> [Lines of data]
--- --- ---
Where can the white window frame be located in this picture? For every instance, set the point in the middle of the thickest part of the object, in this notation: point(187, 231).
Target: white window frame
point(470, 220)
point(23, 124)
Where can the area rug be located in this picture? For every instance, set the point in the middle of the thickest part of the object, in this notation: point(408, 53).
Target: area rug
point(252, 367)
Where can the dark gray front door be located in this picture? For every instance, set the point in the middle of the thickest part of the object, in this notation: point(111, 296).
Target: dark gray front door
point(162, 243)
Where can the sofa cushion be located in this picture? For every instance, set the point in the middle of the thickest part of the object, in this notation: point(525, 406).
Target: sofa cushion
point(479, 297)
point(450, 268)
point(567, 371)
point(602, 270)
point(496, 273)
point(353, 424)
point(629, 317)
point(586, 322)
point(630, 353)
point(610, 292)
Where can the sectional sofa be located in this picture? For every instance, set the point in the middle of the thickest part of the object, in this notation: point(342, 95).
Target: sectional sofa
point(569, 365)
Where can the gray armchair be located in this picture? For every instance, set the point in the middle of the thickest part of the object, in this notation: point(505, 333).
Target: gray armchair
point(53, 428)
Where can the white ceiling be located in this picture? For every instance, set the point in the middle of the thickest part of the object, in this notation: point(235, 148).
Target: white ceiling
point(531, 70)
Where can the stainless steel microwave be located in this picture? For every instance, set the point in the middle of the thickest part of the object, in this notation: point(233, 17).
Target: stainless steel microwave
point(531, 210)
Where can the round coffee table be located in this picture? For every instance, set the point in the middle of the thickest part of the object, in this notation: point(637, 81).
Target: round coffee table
--- --- ---
Rewrite the items so that "thickest part" is changed to "widest part" in every place it occurs, leaving all other text untouched.

> [RESULT OF THE TASK]
Where can the white window frame be located in this picture? For every instance, set the point in the middle of the widest part of the object, in this notation: point(187, 231).
Target: white window frame
point(470, 220)
point(23, 124)
Where can the area rug be located in this picture? For every instance, set the point in the middle of the widest part of the object, in this notation: point(408, 53).
Target: area rug
point(252, 367)
Where can the dark gray front door be located in this picture? For every instance, set the point in the middle of the widest part of the object, in this notation: point(111, 296).
Target: dark gray front door
point(162, 243)
Where can the sofa cushion be located in this picture? For every instance, set the point in the middle of the widest part of the object, in this notation: point(525, 406).
Target: sofa cushion
point(479, 297)
point(450, 268)
point(567, 371)
point(602, 270)
point(496, 273)
point(353, 424)
point(629, 317)
point(586, 322)
point(630, 353)
point(610, 292)
Where can the sectional sofa be located in this picture? For every instance, set the point in the middle of the widest part of the object, in this notation: point(342, 95).
Target: sectional sofa
point(569, 365)
Where can the gray armchair be located in this picture? For every instance, set the point in the middle of the widest part of the object, in this notation: point(505, 333).
Target: gray armchair
point(53, 428)
Where can the white ceiling be located in this picture? For every instance, set the point in the middle of the widest part of the object, in this notation: point(235, 148).
Target: white ceiling
point(531, 70)
Where can the stainless steel microwave be located in this picture? For every instance, set the point in the middle of the widest part of the object, in this notation: point(233, 17).
Target: stainless steel microwave
point(531, 210)
Where can the round coffee table be located in this picture? For every instance, set the point in the middle of the widest part of the object, in this notation: point(637, 81).
Target: round coffee table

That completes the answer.